Activity –
Repeat the listing word for word. Leave every picture out.
___ Supplied records ___
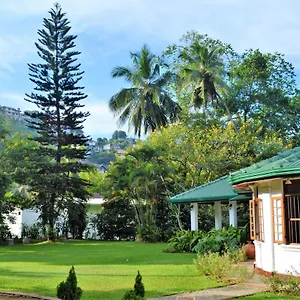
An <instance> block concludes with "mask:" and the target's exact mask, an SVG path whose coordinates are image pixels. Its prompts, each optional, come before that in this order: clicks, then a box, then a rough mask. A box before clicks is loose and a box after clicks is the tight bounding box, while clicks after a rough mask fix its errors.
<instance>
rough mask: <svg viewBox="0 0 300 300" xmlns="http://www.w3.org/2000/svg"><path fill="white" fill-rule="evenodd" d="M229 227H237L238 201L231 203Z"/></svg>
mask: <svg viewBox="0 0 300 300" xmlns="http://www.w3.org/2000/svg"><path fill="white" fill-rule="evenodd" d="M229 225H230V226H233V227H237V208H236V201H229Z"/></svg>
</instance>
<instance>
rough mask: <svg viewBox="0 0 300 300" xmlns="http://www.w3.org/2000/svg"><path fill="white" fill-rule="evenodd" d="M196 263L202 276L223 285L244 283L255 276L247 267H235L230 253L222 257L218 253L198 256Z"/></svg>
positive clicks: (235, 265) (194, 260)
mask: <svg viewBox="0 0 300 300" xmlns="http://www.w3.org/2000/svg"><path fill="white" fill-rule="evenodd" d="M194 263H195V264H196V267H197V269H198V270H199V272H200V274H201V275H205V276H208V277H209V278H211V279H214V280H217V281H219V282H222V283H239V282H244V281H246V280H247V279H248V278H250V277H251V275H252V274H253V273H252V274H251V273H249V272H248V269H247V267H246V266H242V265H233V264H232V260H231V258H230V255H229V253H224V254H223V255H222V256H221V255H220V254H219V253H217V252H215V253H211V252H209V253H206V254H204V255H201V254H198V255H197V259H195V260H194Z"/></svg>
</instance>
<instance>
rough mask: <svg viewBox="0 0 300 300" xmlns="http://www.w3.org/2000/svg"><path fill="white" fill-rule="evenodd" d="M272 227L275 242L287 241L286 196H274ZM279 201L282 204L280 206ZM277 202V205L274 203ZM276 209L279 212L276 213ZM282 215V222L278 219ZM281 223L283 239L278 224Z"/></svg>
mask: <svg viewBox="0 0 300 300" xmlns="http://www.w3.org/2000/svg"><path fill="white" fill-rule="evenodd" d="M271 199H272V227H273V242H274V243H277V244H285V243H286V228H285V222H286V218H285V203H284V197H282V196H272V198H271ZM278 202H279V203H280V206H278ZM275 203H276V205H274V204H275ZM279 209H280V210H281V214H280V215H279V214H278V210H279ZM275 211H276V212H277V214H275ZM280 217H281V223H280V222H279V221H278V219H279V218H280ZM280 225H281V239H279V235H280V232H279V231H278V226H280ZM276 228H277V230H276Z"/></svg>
___
Task result –
An <instance> block concludes with "mask:" and the target's exact mask, an SVG path whose coordinates are image pixels. Its prompts, each optional, come before that in this order: clicks, then a box, then a rough mask. A box before clicks is loose and a box after clicks is the tight bounding box, while clicks after a rough mask fix its errors.
<instance>
rough mask: <svg viewBox="0 0 300 300" xmlns="http://www.w3.org/2000/svg"><path fill="white" fill-rule="evenodd" d="M229 227H237L238 201L231 203Z"/></svg>
mask: <svg viewBox="0 0 300 300" xmlns="http://www.w3.org/2000/svg"><path fill="white" fill-rule="evenodd" d="M229 225H230V226H233V227H237V208H236V201H229Z"/></svg>
</instance>
<instance>
rough mask: <svg viewBox="0 0 300 300" xmlns="http://www.w3.org/2000/svg"><path fill="white" fill-rule="evenodd" d="M196 263L202 276L223 285L244 283L255 276L247 267H235L230 253L222 257L218 253L198 256Z"/></svg>
positive clicks: (235, 265) (194, 260)
mask: <svg viewBox="0 0 300 300" xmlns="http://www.w3.org/2000/svg"><path fill="white" fill-rule="evenodd" d="M194 263H195V264H196V267H197V269H198V270H199V272H200V274H201V275H205V276H208V277H209V278H211V279H214V280H217V281H219V282H222V283H239V282H244V281H246V280H247V279H248V278H250V277H251V275H252V274H253V273H252V274H251V273H249V272H248V269H247V267H246V266H242V265H233V264H232V260H231V258H230V255H229V253H224V254H223V255H222V256H221V255H220V254H219V253H217V252H215V253H211V252H209V253H206V254H204V255H201V254H198V255H197V259H195V260H194Z"/></svg>
</instance>
<instance>
rough mask: <svg viewBox="0 0 300 300" xmlns="http://www.w3.org/2000/svg"><path fill="white" fill-rule="evenodd" d="M272 227L275 242L287 241L286 196H274ZM279 201L282 204L280 206ZM277 202V205L274 203ZM276 209L279 212L276 213ZM282 215V222L278 219ZM281 223L283 239L278 224Z"/></svg>
mask: <svg viewBox="0 0 300 300" xmlns="http://www.w3.org/2000/svg"><path fill="white" fill-rule="evenodd" d="M271 199H272V227H273V242H274V243H277V244H285V243H286V228H285V222H286V218H285V203H284V197H282V196H272V198H271ZM278 202H279V203H280V206H278ZM275 203H276V205H274V204H275ZM279 209H280V210H281V214H280V215H279V214H278V210H279ZM275 211H276V212H277V214H275ZM280 217H281V223H280V222H279V221H278V219H279V218H280ZM280 225H281V239H279V235H280V232H279V231H278V226H280ZM276 228H277V230H276Z"/></svg>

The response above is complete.